#### [Short task]
Put the lines of the material below into a numbered list, leaving out any blank lines and covering only those between the line containing "In this photo, where can the bald" and the line containing "pixel 472 369", inclusive.

#### [Data excerpts]

--- --- ---

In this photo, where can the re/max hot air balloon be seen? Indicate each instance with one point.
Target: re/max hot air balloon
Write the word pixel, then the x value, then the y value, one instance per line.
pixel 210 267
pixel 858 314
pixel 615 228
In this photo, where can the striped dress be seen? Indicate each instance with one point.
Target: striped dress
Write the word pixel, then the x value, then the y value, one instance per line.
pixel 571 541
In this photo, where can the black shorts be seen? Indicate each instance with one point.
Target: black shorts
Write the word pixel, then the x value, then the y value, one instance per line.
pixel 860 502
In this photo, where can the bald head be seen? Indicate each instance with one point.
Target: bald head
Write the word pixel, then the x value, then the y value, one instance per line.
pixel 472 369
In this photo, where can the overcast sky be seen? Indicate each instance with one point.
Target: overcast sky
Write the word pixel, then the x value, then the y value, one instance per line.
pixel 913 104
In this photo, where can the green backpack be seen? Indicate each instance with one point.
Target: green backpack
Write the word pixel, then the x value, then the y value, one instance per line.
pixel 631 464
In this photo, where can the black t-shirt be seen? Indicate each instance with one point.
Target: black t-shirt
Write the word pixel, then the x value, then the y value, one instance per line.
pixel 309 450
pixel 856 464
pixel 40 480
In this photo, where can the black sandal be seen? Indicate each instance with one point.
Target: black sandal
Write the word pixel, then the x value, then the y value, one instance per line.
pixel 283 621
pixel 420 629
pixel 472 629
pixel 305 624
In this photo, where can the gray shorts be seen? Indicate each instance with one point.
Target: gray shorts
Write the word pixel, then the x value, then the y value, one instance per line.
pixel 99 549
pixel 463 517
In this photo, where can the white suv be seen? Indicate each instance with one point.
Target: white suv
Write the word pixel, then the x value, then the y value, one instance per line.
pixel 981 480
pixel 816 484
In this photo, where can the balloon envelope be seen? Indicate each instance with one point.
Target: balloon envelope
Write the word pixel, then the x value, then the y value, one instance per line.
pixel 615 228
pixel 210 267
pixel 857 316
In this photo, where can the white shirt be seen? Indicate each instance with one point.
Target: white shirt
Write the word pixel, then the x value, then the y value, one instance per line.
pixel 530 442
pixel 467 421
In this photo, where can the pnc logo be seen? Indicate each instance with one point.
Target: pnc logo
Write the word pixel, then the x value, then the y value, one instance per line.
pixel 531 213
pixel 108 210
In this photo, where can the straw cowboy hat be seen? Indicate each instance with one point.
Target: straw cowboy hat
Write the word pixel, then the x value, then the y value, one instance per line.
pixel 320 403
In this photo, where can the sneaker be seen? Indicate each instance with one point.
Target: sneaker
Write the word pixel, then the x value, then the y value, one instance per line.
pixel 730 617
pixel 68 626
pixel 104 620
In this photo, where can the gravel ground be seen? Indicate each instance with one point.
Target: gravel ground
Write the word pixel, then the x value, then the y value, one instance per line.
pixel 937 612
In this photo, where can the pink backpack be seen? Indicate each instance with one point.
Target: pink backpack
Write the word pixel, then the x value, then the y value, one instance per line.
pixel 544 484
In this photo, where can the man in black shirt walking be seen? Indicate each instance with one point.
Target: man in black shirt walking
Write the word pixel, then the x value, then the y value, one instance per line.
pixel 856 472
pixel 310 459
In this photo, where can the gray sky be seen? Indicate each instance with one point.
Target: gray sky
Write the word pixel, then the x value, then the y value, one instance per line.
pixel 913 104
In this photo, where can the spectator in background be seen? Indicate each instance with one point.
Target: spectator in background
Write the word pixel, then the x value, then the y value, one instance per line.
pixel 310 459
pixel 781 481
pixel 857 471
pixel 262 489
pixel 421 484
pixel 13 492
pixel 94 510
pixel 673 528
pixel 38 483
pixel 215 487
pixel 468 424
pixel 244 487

--- --- ---

#### [Output for this task]
1. In this photo, where can the bald head be seen? Indicate each instance with one point.
2. Target: bald head
3. Write the word pixel, then the x value, then the y value, one instance per line.
4. pixel 472 369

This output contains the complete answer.